● STATED EXERCISE:
Take the line that has "Please mark the yellow" in it and every line after it to the end of the entries, and reproduce them exactly.
>>>
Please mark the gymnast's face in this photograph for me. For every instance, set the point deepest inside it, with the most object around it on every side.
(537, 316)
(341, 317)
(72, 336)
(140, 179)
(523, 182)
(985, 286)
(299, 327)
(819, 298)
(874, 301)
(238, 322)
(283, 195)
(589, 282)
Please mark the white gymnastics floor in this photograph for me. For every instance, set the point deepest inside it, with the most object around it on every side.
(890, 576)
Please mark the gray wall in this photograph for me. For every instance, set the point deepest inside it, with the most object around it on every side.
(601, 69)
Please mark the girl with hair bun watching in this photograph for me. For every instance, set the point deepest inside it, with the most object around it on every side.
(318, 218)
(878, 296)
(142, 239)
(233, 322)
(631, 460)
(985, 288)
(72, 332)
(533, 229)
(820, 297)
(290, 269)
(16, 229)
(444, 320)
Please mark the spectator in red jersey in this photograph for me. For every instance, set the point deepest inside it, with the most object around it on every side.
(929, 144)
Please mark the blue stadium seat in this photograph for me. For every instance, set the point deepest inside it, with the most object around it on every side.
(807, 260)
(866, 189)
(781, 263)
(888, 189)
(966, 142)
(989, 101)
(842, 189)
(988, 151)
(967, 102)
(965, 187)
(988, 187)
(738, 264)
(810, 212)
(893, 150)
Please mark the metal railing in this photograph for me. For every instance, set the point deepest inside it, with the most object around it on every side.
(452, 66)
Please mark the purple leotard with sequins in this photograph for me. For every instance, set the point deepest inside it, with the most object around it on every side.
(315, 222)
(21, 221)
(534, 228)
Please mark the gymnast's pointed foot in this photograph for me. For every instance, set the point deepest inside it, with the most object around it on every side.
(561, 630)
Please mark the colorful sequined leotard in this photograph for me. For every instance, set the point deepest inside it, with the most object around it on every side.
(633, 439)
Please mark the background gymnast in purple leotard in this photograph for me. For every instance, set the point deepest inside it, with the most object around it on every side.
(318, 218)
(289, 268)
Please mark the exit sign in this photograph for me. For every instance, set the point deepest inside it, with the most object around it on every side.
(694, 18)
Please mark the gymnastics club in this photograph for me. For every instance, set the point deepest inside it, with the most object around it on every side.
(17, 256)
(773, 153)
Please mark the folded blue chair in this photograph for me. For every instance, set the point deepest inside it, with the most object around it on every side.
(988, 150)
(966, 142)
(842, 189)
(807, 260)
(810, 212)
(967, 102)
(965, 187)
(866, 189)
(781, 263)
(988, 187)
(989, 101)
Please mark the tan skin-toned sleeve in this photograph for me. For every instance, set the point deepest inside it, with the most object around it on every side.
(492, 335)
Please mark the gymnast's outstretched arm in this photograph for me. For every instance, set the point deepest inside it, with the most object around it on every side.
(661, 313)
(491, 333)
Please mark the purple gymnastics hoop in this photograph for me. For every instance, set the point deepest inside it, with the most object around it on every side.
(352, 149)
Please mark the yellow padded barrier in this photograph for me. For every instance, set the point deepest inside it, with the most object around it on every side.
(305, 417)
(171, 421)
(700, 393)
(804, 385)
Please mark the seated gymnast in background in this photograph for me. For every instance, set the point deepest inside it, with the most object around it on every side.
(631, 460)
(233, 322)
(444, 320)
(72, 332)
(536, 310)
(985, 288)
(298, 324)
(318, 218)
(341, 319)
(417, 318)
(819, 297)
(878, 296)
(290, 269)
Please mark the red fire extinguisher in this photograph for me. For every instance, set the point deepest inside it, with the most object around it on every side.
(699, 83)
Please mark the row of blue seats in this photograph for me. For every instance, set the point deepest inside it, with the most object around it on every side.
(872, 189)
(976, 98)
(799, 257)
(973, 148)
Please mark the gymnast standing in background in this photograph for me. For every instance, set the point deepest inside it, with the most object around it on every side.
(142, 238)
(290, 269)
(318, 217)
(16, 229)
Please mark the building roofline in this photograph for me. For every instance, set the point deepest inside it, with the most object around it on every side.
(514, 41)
<<<
● CORRECT ANSWER:
Please mark the yellow padded barrier in this photograph for me. For every instance, set the point deepest inside it, with the most object around it on every side.
(305, 417)
(171, 421)
(700, 393)
(804, 385)
Please mark the seated gymnast in background in this photograph for me. For every instance, set the point deepest inside it, with the most object around it on every side.
(631, 460)
(233, 322)
(444, 320)
(72, 332)
(536, 310)
(985, 288)
(298, 324)
(318, 218)
(341, 319)
(417, 318)
(819, 297)
(878, 296)
(290, 269)
Please mark the red fire extinguisher in this photograph for me. For every instance, set the point deepest inside it, with the most object around it on every side.
(699, 83)
Please mark the row of blue seats in this photograph for me. For every instance, set the point deepest inside it, with the most object around it on every side.
(872, 189)
(976, 98)
(799, 257)
(973, 148)
Please mark the gymnast standing in background in this photograph for me. For every instance, set the point deepest inside it, with the most object around it on every side.
(142, 238)
(290, 269)
(318, 217)
(16, 229)
Please mark the building roofline in this photograph for me. For every instance, set the point deepest inside it, with the most object around it on every side.
(514, 41)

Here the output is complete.